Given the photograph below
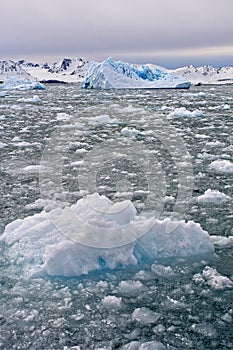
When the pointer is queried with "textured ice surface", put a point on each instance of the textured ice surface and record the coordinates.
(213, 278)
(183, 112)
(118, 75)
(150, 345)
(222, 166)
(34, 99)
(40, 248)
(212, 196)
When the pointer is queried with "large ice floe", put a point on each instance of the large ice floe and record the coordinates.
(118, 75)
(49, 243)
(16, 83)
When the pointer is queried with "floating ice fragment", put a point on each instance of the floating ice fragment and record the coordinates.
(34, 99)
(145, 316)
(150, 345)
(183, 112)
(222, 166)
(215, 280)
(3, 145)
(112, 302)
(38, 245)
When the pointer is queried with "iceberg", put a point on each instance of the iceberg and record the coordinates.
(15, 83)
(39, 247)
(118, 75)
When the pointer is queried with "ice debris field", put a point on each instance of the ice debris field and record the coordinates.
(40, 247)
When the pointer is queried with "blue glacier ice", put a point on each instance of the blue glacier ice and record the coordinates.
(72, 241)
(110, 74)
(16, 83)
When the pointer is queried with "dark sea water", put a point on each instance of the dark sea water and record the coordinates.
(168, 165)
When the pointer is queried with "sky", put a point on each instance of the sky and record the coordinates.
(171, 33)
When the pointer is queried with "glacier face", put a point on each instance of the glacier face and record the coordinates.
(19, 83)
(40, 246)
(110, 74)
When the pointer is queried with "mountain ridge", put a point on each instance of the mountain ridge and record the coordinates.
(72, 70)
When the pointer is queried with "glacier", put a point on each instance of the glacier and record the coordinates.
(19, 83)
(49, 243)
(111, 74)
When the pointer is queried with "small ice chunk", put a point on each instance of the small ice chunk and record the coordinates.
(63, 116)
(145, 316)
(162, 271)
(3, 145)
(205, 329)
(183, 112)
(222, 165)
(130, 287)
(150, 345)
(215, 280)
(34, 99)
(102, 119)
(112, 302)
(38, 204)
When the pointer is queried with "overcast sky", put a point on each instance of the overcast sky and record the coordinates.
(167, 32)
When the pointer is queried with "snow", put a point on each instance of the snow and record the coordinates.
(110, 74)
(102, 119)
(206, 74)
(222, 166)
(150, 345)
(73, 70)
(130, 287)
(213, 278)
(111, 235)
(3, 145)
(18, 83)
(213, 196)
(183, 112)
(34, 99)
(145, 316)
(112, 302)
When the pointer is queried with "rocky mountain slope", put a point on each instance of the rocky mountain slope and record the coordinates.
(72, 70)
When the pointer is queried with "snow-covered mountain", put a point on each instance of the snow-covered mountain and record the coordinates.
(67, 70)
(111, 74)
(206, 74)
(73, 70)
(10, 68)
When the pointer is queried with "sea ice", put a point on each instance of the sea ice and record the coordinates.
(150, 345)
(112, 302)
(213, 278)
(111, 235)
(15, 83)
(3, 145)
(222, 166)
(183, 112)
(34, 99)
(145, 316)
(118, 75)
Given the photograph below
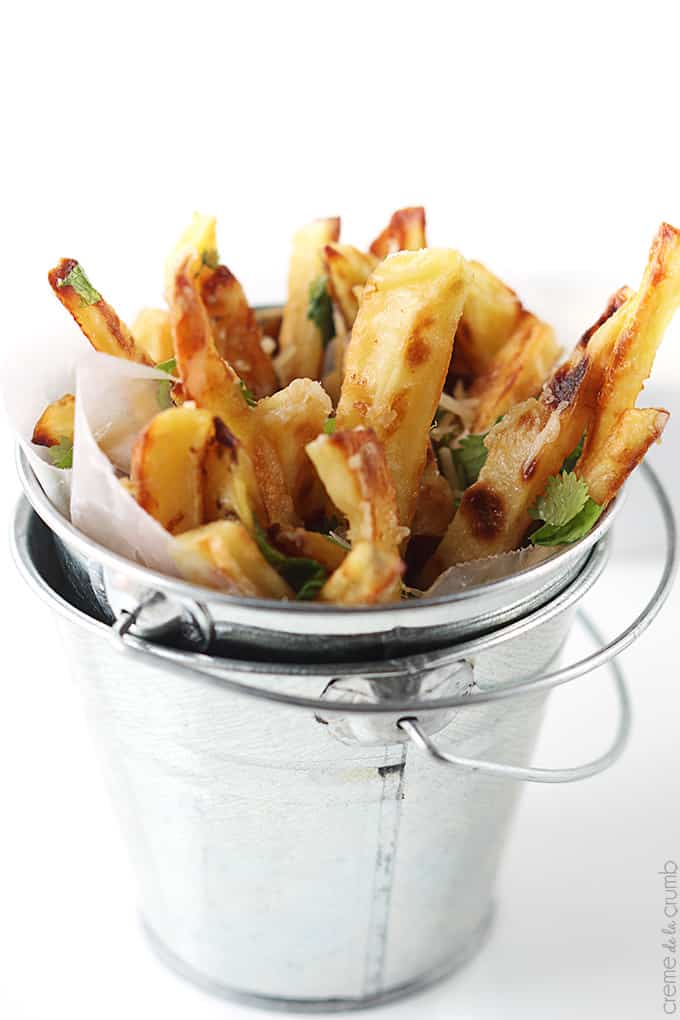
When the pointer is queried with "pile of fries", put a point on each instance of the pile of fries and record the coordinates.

######

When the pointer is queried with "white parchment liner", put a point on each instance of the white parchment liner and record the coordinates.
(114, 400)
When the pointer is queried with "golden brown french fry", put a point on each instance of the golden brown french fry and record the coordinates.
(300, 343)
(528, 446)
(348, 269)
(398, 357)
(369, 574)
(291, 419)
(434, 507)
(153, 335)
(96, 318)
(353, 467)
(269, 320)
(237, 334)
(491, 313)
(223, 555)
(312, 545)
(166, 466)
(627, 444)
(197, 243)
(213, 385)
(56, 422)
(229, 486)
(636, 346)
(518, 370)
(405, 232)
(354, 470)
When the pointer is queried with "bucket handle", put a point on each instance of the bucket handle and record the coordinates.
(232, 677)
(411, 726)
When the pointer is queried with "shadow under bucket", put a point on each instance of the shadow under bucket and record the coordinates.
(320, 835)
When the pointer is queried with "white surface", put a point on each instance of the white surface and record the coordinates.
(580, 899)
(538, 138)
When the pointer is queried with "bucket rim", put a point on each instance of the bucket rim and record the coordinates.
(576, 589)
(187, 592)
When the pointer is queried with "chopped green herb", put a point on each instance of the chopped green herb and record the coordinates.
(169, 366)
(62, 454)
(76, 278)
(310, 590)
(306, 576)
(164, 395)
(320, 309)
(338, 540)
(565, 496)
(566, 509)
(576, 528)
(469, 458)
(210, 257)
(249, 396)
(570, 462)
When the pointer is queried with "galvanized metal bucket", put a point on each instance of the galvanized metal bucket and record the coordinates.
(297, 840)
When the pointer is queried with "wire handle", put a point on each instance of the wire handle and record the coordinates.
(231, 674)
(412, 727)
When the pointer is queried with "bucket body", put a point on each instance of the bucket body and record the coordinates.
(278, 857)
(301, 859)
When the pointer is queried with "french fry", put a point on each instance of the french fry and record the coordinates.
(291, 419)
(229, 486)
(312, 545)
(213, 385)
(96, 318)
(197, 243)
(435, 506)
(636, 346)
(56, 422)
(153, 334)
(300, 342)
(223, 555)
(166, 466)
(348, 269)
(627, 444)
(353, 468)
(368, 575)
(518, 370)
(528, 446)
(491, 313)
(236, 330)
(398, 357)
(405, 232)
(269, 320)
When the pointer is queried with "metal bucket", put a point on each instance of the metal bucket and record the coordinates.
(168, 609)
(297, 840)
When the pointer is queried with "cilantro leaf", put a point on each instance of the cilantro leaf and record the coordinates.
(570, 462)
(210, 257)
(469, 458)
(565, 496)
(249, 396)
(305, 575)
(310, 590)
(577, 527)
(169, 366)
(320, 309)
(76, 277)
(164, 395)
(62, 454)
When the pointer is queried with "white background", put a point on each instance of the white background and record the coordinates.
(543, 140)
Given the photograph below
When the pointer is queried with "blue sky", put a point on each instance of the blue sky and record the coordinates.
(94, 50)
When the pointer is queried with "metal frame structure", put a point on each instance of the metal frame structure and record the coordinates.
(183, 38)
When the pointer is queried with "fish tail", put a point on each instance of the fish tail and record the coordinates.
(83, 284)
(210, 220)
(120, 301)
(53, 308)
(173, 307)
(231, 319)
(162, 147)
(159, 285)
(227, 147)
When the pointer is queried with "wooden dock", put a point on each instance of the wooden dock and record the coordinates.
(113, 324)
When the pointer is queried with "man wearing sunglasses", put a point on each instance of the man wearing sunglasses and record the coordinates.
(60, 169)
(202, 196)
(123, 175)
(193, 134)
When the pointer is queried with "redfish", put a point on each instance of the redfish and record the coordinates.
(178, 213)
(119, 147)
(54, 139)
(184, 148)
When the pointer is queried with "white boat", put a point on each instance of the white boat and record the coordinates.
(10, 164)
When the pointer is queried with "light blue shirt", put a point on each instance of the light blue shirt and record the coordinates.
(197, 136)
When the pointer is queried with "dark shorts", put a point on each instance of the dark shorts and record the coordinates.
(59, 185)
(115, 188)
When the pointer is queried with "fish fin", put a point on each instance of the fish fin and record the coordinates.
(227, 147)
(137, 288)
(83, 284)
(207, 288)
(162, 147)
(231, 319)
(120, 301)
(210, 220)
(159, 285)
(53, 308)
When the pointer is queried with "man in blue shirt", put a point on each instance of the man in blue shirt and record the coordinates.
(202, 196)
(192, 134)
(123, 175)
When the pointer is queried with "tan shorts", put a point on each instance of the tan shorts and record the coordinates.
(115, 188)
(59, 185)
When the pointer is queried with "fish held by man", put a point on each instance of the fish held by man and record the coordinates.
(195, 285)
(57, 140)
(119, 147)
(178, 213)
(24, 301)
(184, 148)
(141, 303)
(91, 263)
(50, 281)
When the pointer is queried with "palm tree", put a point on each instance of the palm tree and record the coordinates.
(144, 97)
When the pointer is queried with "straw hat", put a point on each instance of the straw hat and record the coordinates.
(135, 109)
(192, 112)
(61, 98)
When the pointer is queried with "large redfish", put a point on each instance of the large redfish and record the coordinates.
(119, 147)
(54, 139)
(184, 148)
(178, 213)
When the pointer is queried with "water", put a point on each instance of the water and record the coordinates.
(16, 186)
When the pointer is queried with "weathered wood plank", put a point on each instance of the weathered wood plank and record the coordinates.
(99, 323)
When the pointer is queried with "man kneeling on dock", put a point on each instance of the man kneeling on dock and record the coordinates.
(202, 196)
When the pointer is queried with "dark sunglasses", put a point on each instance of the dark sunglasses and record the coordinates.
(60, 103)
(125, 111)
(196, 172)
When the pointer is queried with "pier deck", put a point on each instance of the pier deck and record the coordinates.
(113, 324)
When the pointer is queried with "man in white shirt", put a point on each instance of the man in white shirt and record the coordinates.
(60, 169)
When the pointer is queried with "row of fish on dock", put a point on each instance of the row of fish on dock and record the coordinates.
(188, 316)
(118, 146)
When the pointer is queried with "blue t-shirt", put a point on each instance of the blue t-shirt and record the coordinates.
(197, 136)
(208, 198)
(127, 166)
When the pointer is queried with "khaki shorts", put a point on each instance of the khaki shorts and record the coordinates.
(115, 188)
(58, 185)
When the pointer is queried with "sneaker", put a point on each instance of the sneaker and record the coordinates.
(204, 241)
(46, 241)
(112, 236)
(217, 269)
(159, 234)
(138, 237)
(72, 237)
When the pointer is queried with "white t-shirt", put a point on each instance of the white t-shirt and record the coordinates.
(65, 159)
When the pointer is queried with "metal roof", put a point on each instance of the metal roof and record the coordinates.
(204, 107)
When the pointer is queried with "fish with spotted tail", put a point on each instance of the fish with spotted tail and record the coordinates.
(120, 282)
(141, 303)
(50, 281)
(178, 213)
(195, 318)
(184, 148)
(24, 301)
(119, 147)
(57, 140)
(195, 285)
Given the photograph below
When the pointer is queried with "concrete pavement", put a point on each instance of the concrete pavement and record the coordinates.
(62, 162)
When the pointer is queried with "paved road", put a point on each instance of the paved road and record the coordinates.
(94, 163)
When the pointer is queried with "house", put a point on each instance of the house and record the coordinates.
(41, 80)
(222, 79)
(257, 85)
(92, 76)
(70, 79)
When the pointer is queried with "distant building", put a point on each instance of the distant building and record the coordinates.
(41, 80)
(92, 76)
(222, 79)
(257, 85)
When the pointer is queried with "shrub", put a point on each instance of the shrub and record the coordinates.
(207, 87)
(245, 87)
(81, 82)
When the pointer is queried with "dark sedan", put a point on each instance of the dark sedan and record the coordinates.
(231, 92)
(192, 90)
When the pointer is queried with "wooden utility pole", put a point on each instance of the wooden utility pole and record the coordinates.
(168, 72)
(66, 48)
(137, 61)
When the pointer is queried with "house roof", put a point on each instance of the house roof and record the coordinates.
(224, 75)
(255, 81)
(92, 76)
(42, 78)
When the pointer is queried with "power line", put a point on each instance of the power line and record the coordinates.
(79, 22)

######

THE PROBLEM: Pick out each line in the entries above that contains the word "water", and copy those lines.

ANSWER TO THIS TASK:
When the pointer is queried with "dark sea water", put a point on each instance of the dark sea water and record the coordinates.
When the pointer is queried with "water", put a point on each instance of the water and record the coordinates.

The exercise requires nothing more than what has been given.